• **WORK TASK**
A complete, exact copy of the records below is the required result.

BEGIN DATA EXTRACT

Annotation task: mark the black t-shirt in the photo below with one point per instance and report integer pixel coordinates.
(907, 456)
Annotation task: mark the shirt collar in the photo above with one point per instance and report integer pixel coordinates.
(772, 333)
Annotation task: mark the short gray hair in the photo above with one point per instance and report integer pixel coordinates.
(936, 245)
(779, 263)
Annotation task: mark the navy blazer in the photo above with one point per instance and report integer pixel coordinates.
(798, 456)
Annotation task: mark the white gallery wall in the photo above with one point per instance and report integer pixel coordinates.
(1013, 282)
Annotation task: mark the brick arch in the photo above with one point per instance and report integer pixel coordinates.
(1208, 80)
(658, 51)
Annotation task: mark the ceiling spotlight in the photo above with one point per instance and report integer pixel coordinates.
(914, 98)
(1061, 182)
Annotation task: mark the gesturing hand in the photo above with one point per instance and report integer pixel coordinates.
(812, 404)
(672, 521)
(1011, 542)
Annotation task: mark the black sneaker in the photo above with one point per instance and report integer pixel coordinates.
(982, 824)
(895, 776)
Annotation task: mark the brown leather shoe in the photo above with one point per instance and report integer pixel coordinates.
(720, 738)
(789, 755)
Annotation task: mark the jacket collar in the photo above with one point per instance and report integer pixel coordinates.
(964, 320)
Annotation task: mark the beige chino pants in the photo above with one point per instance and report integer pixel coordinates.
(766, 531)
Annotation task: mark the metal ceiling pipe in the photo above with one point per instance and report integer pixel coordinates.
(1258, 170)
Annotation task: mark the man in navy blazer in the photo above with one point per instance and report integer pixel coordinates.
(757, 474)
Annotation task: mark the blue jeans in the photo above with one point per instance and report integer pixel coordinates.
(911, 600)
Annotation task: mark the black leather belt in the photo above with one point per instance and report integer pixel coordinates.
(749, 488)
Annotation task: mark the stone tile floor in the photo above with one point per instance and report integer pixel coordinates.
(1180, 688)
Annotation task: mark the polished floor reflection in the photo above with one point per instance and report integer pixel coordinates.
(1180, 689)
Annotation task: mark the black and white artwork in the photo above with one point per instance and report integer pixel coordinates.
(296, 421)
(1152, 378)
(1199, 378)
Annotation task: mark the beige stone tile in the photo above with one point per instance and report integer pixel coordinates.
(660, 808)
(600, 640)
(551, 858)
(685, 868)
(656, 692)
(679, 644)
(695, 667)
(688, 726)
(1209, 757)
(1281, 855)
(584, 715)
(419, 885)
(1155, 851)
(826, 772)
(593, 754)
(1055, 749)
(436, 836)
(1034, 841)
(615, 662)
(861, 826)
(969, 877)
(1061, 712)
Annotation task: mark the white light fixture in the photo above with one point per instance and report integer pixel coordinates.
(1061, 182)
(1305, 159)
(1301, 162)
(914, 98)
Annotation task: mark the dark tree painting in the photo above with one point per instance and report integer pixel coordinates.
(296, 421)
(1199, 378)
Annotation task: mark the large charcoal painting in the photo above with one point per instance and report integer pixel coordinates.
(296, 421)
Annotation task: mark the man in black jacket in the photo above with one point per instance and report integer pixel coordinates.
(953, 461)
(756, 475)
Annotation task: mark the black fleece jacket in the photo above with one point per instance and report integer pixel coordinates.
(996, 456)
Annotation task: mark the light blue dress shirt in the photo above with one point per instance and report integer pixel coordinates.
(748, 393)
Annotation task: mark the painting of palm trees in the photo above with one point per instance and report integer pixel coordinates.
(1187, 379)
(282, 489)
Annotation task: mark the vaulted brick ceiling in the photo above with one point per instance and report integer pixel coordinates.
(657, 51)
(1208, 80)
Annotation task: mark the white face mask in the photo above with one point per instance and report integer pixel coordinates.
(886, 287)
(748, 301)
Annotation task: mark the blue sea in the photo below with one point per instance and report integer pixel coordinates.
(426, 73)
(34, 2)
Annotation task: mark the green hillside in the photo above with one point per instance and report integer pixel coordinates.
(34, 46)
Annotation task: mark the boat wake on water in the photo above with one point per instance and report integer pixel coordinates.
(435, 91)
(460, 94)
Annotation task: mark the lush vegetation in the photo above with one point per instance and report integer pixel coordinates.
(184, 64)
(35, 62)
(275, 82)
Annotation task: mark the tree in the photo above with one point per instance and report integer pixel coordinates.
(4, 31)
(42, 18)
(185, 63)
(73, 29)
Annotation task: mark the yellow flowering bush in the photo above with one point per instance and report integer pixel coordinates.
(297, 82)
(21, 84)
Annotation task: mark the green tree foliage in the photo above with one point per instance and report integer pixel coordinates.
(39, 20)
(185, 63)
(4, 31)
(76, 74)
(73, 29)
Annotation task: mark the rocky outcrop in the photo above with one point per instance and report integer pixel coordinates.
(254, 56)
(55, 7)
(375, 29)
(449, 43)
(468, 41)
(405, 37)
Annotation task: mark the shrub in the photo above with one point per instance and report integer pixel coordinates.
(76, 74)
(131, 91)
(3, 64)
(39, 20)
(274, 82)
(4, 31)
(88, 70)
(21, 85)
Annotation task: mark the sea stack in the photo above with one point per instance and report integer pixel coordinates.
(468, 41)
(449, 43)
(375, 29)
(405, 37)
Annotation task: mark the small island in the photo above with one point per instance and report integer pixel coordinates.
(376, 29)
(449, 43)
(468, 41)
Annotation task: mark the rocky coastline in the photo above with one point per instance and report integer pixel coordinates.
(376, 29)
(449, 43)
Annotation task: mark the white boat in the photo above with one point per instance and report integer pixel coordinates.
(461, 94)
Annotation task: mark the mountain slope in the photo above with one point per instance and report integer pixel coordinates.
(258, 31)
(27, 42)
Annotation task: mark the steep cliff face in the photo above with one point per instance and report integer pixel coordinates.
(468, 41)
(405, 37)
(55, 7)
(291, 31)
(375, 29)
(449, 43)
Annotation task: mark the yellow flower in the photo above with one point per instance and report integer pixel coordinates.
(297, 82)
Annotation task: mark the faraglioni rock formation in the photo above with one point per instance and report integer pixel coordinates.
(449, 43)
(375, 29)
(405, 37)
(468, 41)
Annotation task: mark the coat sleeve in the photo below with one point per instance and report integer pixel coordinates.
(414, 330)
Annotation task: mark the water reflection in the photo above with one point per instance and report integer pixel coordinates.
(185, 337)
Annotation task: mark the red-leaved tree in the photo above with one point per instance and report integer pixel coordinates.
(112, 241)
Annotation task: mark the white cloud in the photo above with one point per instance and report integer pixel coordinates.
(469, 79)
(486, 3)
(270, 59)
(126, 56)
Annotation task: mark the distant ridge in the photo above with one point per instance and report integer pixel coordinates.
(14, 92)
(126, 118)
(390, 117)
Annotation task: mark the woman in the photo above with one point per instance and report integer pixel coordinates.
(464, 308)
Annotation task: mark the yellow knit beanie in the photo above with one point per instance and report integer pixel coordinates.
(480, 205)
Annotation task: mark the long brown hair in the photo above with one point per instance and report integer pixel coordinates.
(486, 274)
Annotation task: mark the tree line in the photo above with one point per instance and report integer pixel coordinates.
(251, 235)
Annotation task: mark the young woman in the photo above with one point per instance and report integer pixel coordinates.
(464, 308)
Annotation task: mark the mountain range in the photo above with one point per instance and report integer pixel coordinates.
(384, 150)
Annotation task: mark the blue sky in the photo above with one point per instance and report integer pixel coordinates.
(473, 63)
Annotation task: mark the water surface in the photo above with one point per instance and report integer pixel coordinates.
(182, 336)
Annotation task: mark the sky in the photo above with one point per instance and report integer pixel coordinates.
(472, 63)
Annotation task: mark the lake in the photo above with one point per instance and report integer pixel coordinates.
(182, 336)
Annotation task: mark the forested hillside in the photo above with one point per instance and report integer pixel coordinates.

END DATA EXTRACT

• **ANSWER SECTION**
Annotation task: mark the black t-shirt in the photo below with one point per instance and report integer pixel coordinates.
(907, 456)
Annotation task: mark the shirt collar in the photo above with one point per instance and report integer pixel coordinates.
(772, 333)
Annotation task: mark the short gray hair in the photo above with one point per instance and report integer pixel coordinates.
(936, 245)
(779, 263)
Annotation task: mark the navy blazer in the photo above with one point per instance and report integer pixel coordinates.
(798, 456)
Annotation task: mark the white gallery wall in the photo above with one point per instance and report integer pixel coordinates.
(1013, 282)
Annotation task: mark the brick arch in the photo above with one point per instance and report integer pixel coordinates.
(1208, 80)
(658, 51)
Annotation task: mark the ceiling spotlight in the photo above with one point per instance and report integer pixel coordinates.
(914, 98)
(1061, 182)
Annotation task: mark the gesturing hand in the photo above with one point per instance and report integer pixel coordinates.
(812, 404)
(672, 521)
(1011, 542)
Annotation task: mark the black sneaker in the photo above with one point per instance and report integer pixel coordinates.
(982, 824)
(895, 776)
Annotation task: mark the brown leather shoe in the photo above with one point per instance and report integer pixel coordinates.
(720, 738)
(789, 755)
Annotation task: mark the jacket collar in the photo above with one point per instance and report integer pixel coordinates.
(964, 320)
Annotation task: mark the beige chino pants in the photo above with one point per instance and report integer pixel coordinates.
(766, 531)
Annotation task: mark the metal ceiling pipe in the photo above with one point per instance and report integer pixel coordinates.
(1258, 170)
Annotation task: mark the man in navy blazer in the photo above with one point per instance and report integer pixel coordinates.
(757, 474)
Annotation task: mark the blue jeans in the photo above with one point per instance and report integer pixel coordinates.
(911, 600)
Annotation task: mark the black leather belt in the photo above with one point per instance and report integer pixel coordinates.
(749, 488)
Annotation task: mark the stone tile floor in the photo above with one point per instance and report integer pixel coordinates.
(1180, 688)
Annotation task: mark the polished floor reflection in the photo above with one point per instance and report integer pixel coordinates.
(1180, 689)
Annotation task: mark the black and white artwork in the photo above with one point per instance and report integer pixel coordinates.
(296, 421)
(1152, 378)
(1199, 378)
Annotation task: mark the beige stone tile in the photo above with one point per instance and report integer pixel coordinates.
(660, 808)
(600, 640)
(551, 858)
(685, 868)
(656, 692)
(679, 644)
(695, 667)
(688, 726)
(1209, 757)
(1281, 855)
(584, 715)
(419, 885)
(1155, 851)
(826, 772)
(593, 754)
(1055, 749)
(436, 836)
(1034, 841)
(615, 662)
(861, 826)
(969, 877)
(1061, 712)
Annotation task: mark the white light fixture in the photo above with one point per instance and report integer pixel coordinates.
(1061, 182)
(1305, 159)
(1301, 162)
(914, 98)
Annotation task: mark the dark tree painting in the photo above with one point per instance and report integer pixel coordinates.
(296, 421)
(1199, 378)
Annotation task: mark the large charcoal painting in the photo above with one point per instance and report integer pixel coordinates.
(296, 421)
Annotation task: mark the man in black jacket in the photo above with one point per instance and report integer pixel coordinates.
(953, 461)
(756, 475)
Annotation task: mark the black fleece jacket in the photo above with one point per instance and report integer pixel coordinates.
(996, 456)
Annotation task: mark the light blue dress shirt in the photo above with one point per instance and report integer pixel coordinates.
(748, 393)
Annotation task: mark the painting of palm trees in the photo above with one point per instance and report integer pixel coordinates.
(1187, 379)
(282, 489)
Annotation task: mark the vaulted brick ceiling in the photo above with one point per instance and report integer pixel coordinates.
(657, 51)
(1208, 80)
Annotation task: mark the white face mask in the photo above with one point per instance and report integer pixel coordinates.
(886, 287)
(748, 301)
Annotation task: mark the blue sea in the photo below with one point per instance and report integer pixel coordinates.
(426, 73)
(34, 2)
Annotation task: mark the green hillside in the photo above with one point per instance and report integer pixel coordinates.
(34, 46)
Annotation task: mark the boat wake on water in the photo above with one point per instance and report integer pixel coordinates.
(435, 91)
(460, 94)
Annotation task: mark the lush vegetation in the photo above with one point per instance and report integer pixel coordinates.
(184, 64)
(35, 62)
(275, 82)
Annotation task: mark the tree in the photo above with one point per instance and report integer pixel coordinates.
(4, 31)
(42, 18)
(185, 63)
(73, 29)
Annotation task: mark the yellow flowering bush in the photo above with one point per instance and report integer pixel coordinates.
(297, 82)
(21, 84)
Annotation task: mark the green tree foliage in the photo above with one point per instance and report integer pixel coordinates.
(39, 20)
(185, 63)
(4, 31)
(76, 74)
(73, 29)
Annotation task: mark the rocky outcrop in the photo above with one point per instance and report integer pixel coordinates.
(254, 56)
(55, 7)
(375, 29)
(449, 43)
(468, 41)
(405, 37)
Annotation task: mark the shrub in the photo above with one point per instance and report integer pixel coordinates.
(76, 74)
(131, 91)
(3, 64)
(39, 20)
(274, 82)
(4, 31)
(88, 70)
(21, 85)
Annotation task: mark the sea stack in the photo above with one point per instance and report integer pixel coordinates.
(468, 41)
(449, 43)
(375, 29)
(405, 37)
Annotation task: mark the small island in the photo above with one point per instance and report integer pixel coordinates.
(376, 29)
(449, 43)
(468, 41)
Annotation task: mark the rocky coastline in the photo above with one point per instance and report integer pixel coordinates.
(376, 29)
(449, 43)
Annotation task: mark the white boat in the photo above with one point per instance and report integer pixel coordinates.
(461, 94)
Annotation task: mark the mountain slope in the photo above with one point per instance and report integer pixel coordinates.
(258, 31)
(27, 42)
Annotation task: mark the steep cliff face in the photo above with one point per instance and report integer pixel coordinates.
(468, 41)
(405, 37)
(55, 7)
(291, 31)
(375, 29)
(449, 43)
Annotation task: mark the yellow flower in the photo above with one point per instance and report integer pixel coordinates.
(297, 82)
Annotation task: mark the faraglioni rock formation in the photo above with one point per instance and report integer pixel coordinates.
(449, 43)
(375, 29)
(405, 37)
(468, 41)
Annotation task: mark the coat sleeve in the photo below with one point per instance and report integer pixel coordinates.
(414, 330)
Annotation task: mark the water reflection in the photo above with one point per instance and report integer pixel coordinates.
(185, 337)
Annotation task: mark the red-leaved tree in the photo above with one point per instance and report integer pixel coordinates.
(112, 241)
Annotation task: mark the white cloud in the photo above with one point per instance and report integer pixel coordinates.
(469, 79)
(486, 3)
(270, 59)
(126, 56)
Annotation task: mark the distant ridge in the photo above with one point per instance and report integer pixel coordinates.
(14, 92)
(126, 118)
(390, 117)
Annotation task: mark the woman in the photo above with one point per instance and report integer pixel coordinates.
(464, 308)
Annotation task: mark the yellow knit beanie in the photo above with one point per instance and report integer pixel coordinates.
(480, 205)
Annotation task: mark the long brown hair in the photo above with one point per instance and report integer pixel coordinates.
(486, 274)
Annotation task: mark the tree line in the photo above with one point per instance and report integer pixel coordinates.
(251, 235)
Annotation task: mark the young woman in the photo above with one point per instance and report integer pixel coordinates.
(464, 308)
Annotation task: mark the mountain range in the photo above with one point per instance and report integer pixel coordinates.
(384, 150)
Annotation task: mark the blue sky in the photo above with one point per instance and report integer pixel coordinates.
(473, 63)
Annotation task: mark the water surface in the photo above with one point per instance and report integer pixel coordinates.
(182, 336)
Annotation task: mark the sky in the photo above with one point per instance and report integer pixel coordinates.
(472, 63)
Annotation task: mark the lake in the photo above with one point per instance and report integer pixel coordinates.
(182, 336)
Annotation task: mark the forested hillside in the photo above with one point per instance and report integer pixel coordinates.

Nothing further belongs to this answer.